To be done:
A: Please list the three things that, according to the review excerpt, Hugo's flower gesture says about him and Amicia.
B: Answer these from the review excerpt, one line each, marked (i), (ii), (iii):
(i) Where does Hugo know the flowers from?
(ii) How long does the flower stay in Amicia's hair?
(iii) What do you use to fell pursuing soldiers?

Selected passage:
Hugo is often a source of frustration for Amicia, stuffing his hands
gleefully into baskets of putrid fruit in deserted villages, and wailing
in panic if she tries to explore without him. But his hard-wearing
childishness in the face of incessant horror is also her greatest
consolation, the thing anchoring her to herself as she does what is
necessary for them both to survive. One of the game's loveliest
explorations of this takes the unlikely form of a collectible, where
Hugo gathers flowers he recognises from their mother's books, inviting
his bedraggled and bloodied sister to stoop so that he can plait them
into her hair. The flower stays in Amicia's hair for the rest of the
chapter, even as you fell pursuing soldiers with your slingshot or
shatter their lanterns to expose them to the rats. It's a gesture that
says everything about who Amicia and Hugo are to one another, what
they've lost and what they've held onto - and tracking down those
blossoms quickly became as important to me as mastering the game's
slightly wayward mixture of stealth and terrain puzzles.

Data entries:
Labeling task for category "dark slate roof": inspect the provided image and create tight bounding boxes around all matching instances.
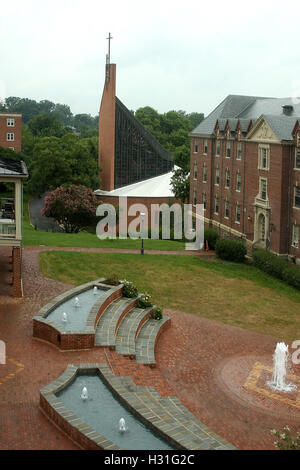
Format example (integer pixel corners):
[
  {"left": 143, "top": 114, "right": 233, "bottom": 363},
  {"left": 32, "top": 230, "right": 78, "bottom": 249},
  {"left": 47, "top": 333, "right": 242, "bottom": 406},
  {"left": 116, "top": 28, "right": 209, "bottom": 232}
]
[
  {"left": 263, "top": 114, "right": 297, "bottom": 140},
  {"left": 0, "top": 158, "right": 28, "bottom": 176},
  {"left": 191, "top": 95, "right": 300, "bottom": 140}
]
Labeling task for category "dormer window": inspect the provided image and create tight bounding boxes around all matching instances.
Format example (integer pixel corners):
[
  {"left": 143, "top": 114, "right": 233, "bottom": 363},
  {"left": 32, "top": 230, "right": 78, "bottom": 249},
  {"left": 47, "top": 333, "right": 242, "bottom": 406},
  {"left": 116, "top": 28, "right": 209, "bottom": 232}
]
[{"left": 226, "top": 140, "right": 231, "bottom": 158}]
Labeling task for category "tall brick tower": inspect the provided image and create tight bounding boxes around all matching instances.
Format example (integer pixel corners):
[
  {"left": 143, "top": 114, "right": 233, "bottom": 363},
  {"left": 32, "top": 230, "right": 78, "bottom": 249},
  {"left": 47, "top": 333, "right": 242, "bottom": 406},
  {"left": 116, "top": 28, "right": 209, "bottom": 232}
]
[{"left": 98, "top": 34, "right": 174, "bottom": 191}]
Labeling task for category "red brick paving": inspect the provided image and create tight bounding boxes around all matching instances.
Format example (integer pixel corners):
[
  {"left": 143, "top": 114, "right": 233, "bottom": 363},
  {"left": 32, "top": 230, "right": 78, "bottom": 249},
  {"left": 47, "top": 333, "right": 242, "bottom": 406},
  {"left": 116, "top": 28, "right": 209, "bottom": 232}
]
[{"left": 0, "top": 247, "right": 300, "bottom": 449}]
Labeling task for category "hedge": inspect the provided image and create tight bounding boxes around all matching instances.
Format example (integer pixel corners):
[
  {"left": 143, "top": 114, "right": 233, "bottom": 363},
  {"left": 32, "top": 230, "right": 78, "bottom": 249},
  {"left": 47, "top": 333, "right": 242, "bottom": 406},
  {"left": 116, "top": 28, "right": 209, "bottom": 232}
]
[
  {"left": 204, "top": 228, "right": 220, "bottom": 250},
  {"left": 216, "top": 239, "right": 247, "bottom": 263},
  {"left": 253, "top": 250, "right": 300, "bottom": 290}
]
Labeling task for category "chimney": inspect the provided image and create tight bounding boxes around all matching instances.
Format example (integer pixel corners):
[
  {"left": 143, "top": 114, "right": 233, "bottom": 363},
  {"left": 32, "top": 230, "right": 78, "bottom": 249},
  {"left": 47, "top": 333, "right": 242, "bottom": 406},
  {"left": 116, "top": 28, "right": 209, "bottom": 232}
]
[{"left": 282, "top": 104, "right": 294, "bottom": 116}]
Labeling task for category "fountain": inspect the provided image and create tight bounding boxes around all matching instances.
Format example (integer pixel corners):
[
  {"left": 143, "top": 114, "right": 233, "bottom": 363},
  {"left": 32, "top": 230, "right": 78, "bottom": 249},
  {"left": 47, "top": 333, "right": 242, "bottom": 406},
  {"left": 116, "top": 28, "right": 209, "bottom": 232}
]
[
  {"left": 119, "top": 418, "right": 127, "bottom": 433},
  {"left": 267, "top": 342, "right": 296, "bottom": 392},
  {"left": 80, "top": 387, "right": 89, "bottom": 401}
]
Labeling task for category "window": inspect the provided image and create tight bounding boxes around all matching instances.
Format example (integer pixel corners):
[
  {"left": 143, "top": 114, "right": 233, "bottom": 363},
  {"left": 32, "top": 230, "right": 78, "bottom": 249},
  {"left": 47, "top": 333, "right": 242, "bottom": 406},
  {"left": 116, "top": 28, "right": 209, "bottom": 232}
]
[
  {"left": 294, "top": 186, "right": 300, "bottom": 208},
  {"left": 236, "top": 142, "right": 242, "bottom": 160},
  {"left": 203, "top": 165, "right": 207, "bottom": 183},
  {"left": 260, "top": 178, "right": 267, "bottom": 201},
  {"left": 224, "top": 201, "right": 229, "bottom": 219},
  {"left": 258, "top": 146, "right": 270, "bottom": 170},
  {"left": 215, "top": 197, "right": 219, "bottom": 214},
  {"left": 235, "top": 203, "right": 241, "bottom": 224},
  {"left": 7, "top": 118, "right": 15, "bottom": 127},
  {"left": 295, "top": 149, "right": 300, "bottom": 170},
  {"left": 194, "top": 162, "right": 198, "bottom": 180},
  {"left": 225, "top": 170, "right": 230, "bottom": 188},
  {"left": 236, "top": 173, "right": 242, "bottom": 191},
  {"left": 216, "top": 168, "right": 220, "bottom": 185},
  {"left": 193, "top": 189, "right": 197, "bottom": 206},
  {"left": 292, "top": 225, "right": 299, "bottom": 248},
  {"left": 226, "top": 140, "right": 231, "bottom": 158}
]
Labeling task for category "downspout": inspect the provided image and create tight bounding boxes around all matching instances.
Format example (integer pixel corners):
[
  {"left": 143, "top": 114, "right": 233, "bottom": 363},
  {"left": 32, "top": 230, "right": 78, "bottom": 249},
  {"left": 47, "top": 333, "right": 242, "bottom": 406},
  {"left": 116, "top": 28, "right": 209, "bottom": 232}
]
[{"left": 286, "top": 146, "right": 293, "bottom": 256}]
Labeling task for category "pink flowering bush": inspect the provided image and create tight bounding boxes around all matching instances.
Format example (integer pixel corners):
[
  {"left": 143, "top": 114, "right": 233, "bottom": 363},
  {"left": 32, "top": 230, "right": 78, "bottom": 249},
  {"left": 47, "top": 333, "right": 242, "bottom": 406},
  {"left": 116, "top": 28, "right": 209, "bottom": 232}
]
[{"left": 41, "top": 184, "right": 97, "bottom": 233}]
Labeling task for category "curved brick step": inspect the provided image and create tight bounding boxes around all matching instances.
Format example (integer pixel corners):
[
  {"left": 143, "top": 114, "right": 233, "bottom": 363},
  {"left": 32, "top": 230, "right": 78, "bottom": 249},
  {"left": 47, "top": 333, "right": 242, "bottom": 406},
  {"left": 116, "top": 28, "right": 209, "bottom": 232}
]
[
  {"left": 135, "top": 317, "right": 171, "bottom": 366},
  {"left": 95, "top": 297, "right": 137, "bottom": 348},
  {"left": 116, "top": 307, "right": 153, "bottom": 358}
]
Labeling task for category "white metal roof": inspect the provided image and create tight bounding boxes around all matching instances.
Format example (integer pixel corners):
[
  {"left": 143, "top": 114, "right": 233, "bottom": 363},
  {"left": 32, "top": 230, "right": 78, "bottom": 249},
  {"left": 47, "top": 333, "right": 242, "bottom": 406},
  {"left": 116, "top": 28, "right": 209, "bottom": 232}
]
[{"left": 95, "top": 167, "right": 178, "bottom": 198}]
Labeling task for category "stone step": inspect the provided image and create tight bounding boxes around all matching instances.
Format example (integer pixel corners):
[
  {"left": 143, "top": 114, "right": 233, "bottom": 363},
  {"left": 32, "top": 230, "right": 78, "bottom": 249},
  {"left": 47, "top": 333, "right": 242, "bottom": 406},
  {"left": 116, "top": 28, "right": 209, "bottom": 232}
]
[
  {"left": 95, "top": 297, "right": 137, "bottom": 348},
  {"left": 135, "top": 317, "right": 171, "bottom": 366},
  {"left": 116, "top": 307, "right": 153, "bottom": 359}
]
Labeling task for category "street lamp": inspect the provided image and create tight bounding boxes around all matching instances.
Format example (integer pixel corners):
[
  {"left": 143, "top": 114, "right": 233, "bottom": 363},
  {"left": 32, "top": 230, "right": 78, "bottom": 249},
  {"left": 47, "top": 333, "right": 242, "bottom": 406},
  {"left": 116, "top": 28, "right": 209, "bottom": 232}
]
[{"left": 141, "top": 212, "right": 146, "bottom": 255}]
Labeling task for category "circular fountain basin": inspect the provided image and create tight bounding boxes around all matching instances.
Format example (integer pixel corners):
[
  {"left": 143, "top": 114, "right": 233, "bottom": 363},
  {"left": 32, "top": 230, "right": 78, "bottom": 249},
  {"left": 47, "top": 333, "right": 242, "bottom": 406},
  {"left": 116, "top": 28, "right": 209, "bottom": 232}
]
[{"left": 46, "top": 288, "right": 106, "bottom": 331}]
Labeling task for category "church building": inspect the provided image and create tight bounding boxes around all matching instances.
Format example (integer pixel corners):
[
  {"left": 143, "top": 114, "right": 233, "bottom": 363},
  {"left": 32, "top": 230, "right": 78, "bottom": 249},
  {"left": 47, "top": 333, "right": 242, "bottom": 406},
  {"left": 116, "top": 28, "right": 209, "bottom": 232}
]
[{"left": 190, "top": 95, "right": 300, "bottom": 264}]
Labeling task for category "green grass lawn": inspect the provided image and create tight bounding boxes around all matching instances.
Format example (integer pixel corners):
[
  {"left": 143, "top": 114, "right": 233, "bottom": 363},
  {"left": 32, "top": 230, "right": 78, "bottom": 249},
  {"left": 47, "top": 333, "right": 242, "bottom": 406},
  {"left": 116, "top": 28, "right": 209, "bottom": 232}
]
[
  {"left": 23, "top": 196, "right": 184, "bottom": 251},
  {"left": 40, "top": 252, "right": 300, "bottom": 341}
]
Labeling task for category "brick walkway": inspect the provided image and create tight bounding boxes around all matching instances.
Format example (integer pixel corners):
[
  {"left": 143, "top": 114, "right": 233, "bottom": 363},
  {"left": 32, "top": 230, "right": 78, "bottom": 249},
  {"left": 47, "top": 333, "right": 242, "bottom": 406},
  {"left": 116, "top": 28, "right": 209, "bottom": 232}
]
[{"left": 0, "top": 247, "right": 300, "bottom": 449}]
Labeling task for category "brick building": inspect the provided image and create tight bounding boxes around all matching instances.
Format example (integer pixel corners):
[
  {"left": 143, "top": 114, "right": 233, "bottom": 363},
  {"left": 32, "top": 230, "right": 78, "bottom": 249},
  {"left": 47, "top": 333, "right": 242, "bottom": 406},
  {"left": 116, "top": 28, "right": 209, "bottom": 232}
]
[
  {"left": 190, "top": 95, "right": 300, "bottom": 263},
  {"left": 0, "top": 113, "right": 22, "bottom": 152},
  {"left": 99, "top": 57, "right": 174, "bottom": 191},
  {"left": 0, "top": 158, "right": 28, "bottom": 297}
]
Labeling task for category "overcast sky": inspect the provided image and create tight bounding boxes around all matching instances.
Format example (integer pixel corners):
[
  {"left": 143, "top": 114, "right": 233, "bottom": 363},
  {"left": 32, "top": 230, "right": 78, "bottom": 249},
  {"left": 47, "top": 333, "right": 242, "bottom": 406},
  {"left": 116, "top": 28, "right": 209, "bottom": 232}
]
[{"left": 0, "top": 0, "right": 300, "bottom": 116}]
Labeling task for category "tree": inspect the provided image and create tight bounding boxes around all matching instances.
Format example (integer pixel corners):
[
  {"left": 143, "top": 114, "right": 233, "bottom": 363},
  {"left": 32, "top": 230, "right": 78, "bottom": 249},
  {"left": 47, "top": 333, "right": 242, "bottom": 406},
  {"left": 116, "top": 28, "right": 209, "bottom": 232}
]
[
  {"left": 171, "top": 168, "right": 190, "bottom": 204},
  {"left": 42, "top": 184, "right": 97, "bottom": 233},
  {"left": 28, "top": 114, "right": 65, "bottom": 137},
  {"left": 28, "top": 133, "right": 100, "bottom": 195}
]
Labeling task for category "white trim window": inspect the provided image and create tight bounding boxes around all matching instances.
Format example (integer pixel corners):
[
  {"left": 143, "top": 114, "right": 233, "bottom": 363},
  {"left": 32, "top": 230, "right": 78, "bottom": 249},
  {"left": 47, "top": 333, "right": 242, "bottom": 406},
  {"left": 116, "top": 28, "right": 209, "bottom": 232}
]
[
  {"left": 295, "top": 149, "right": 300, "bottom": 170},
  {"left": 226, "top": 140, "right": 231, "bottom": 158},
  {"left": 235, "top": 173, "right": 242, "bottom": 192},
  {"left": 292, "top": 224, "right": 299, "bottom": 248},
  {"left": 6, "top": 118, "right": 15, "bottom": 127},
  {"left": 202, "top": 164, "right": 207, "bottom": 183},
  {"left": 259, "top": 178, "right": 268, "bottom": 201},
  {"left": 294, "top": 186, "right": 300, "bottom": 208},
  {"left": 258, "top": 144, "right": 270, "bottom": 171},
  {"left": 236, "top": 142, "right": 242, "bottom": 160},
  {"left": 215, "top": 196, "right": 219, "bottom": 215},
  {"left": 235, "top": 202, "right": 241, "bottom": 224},
  {"left": 215, "top": 167, "right": 220, "bottom": 186},
  {"left": 194, "top": 162, "right": 198, "bottom": 180},
  {"left": 193, "top": 189, "right": 197, "bottom": 206},
  {"left": 224, "top": 201, "right": 229, "bottom": 219},
  {"left": 225, "top": 170, "right": 230, "bottom": 189}
]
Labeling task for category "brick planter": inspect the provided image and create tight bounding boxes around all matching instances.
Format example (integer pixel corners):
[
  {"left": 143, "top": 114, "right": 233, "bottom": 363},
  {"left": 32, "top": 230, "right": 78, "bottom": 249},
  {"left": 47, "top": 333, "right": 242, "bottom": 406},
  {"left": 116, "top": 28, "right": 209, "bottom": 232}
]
[{"left": 33, "top": 279, "right": 123, "bottom": 351}]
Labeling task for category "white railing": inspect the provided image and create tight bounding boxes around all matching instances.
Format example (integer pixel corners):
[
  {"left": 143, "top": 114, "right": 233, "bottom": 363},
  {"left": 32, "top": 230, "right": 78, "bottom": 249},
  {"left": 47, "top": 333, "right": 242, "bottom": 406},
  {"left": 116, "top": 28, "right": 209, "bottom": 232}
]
[{"left": 0, "top": 219, "right": 16, "bottom": 238}]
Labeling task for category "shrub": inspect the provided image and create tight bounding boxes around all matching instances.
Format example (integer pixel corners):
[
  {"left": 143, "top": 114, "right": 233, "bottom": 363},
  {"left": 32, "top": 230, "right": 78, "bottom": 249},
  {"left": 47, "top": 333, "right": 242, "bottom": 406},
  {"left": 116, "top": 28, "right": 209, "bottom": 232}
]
[
  {"left": 151, "top": 307, "right": 162, "bottom": 320},
  {"left": 122, "top": 279, "right": 139, "bottom": 298},
  {"left": 216, "top": 239, "right": 247, "bottom": 263},
  {"left": 137, "top": 294, "right": 152, "bottom": 308},
  {"left": 104, "top": 274, "right": 120, "bottom": 286},
  {"left": 271, "top": 426, "right": 300, "bottom": 450},
  {"left": 253, "top": 250, "right": 300, "bottom": 290},
  {"left": 204, "top": 228, "right": 220, "bottom": 250}
]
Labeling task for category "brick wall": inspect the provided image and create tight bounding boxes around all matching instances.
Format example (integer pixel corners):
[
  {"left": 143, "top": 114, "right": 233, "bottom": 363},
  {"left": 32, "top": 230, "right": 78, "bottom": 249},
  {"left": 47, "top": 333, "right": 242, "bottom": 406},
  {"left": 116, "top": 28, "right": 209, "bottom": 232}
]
[{"left": 0, "top": 113, "right": 22, "bottom": 152}]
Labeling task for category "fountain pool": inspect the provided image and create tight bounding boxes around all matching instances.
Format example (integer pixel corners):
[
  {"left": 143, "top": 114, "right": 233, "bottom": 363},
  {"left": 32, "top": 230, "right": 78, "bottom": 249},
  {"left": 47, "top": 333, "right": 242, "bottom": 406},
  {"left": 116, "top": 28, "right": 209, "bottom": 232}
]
[
  {"left": 55, "top": 375, "right": 173, "bottom": 450},
  {"left": 47, "top": 288, "right": 107, "bottom": 331}
]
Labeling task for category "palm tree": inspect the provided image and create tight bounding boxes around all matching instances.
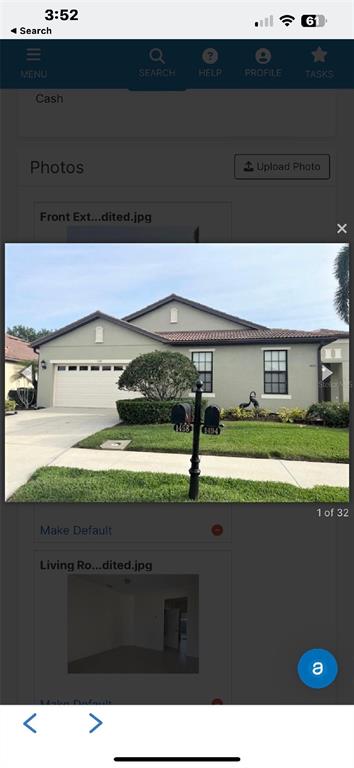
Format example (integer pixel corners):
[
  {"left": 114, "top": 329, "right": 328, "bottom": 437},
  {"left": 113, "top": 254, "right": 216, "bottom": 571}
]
[{"left": 334, "top": 245, "right": 349, "bottom": 325}]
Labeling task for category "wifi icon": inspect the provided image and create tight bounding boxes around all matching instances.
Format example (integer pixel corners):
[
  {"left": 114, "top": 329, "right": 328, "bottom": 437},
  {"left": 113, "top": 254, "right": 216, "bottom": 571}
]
[{"left": 279, "top": 13, "right": 295, "bottom": 27}]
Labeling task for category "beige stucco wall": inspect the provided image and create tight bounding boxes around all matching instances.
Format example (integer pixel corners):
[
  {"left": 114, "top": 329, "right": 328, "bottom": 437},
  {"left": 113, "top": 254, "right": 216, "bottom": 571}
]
[
  {"left": 321, "top": 339, "right": 350, "bottom": 403},
  {"left": 4, "top": 361, "right": 31, "bottom": 398},
  {"left": 38, "top": 319, "right": 168, "bottom": 408},
  {"left": 131, "top": 301, "right": 250, "bottom": 332},
  {"left": 178, "top": 344, "right": 318, "bottom": 410},
  {"left": 38, "top": 320, "right": 318, "bottom": 410}
]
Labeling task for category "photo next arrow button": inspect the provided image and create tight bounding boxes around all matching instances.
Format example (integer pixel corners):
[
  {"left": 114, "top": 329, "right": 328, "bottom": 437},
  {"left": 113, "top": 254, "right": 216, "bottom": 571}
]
[{"left": 90, "top": 712, "right": 103, "bottom": 733}]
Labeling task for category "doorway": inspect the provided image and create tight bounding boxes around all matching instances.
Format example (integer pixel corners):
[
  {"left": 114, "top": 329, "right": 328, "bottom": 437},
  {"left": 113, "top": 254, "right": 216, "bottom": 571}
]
[{"left": 164, "top": 597, "right": 188, "bottom": 656}]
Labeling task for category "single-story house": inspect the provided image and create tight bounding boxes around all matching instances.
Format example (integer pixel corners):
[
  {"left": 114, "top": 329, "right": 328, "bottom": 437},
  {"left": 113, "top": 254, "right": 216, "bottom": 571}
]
[
  {"left": 4, "top": 333, "right": 38, "bottom": 397},
  {"left": 33, "top": 294, "right": 349, "bottom": 409}
]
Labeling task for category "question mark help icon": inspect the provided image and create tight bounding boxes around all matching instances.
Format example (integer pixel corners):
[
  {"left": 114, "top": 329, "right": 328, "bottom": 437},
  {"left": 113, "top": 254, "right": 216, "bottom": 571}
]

List of solutions:
A:
- Who Amicia and Hugo are to one another
- What they've lost
- What they've held onto

B:
(i) From their mother's books.
(ii) For the rest of the chapter.
(iii) Your slingshot.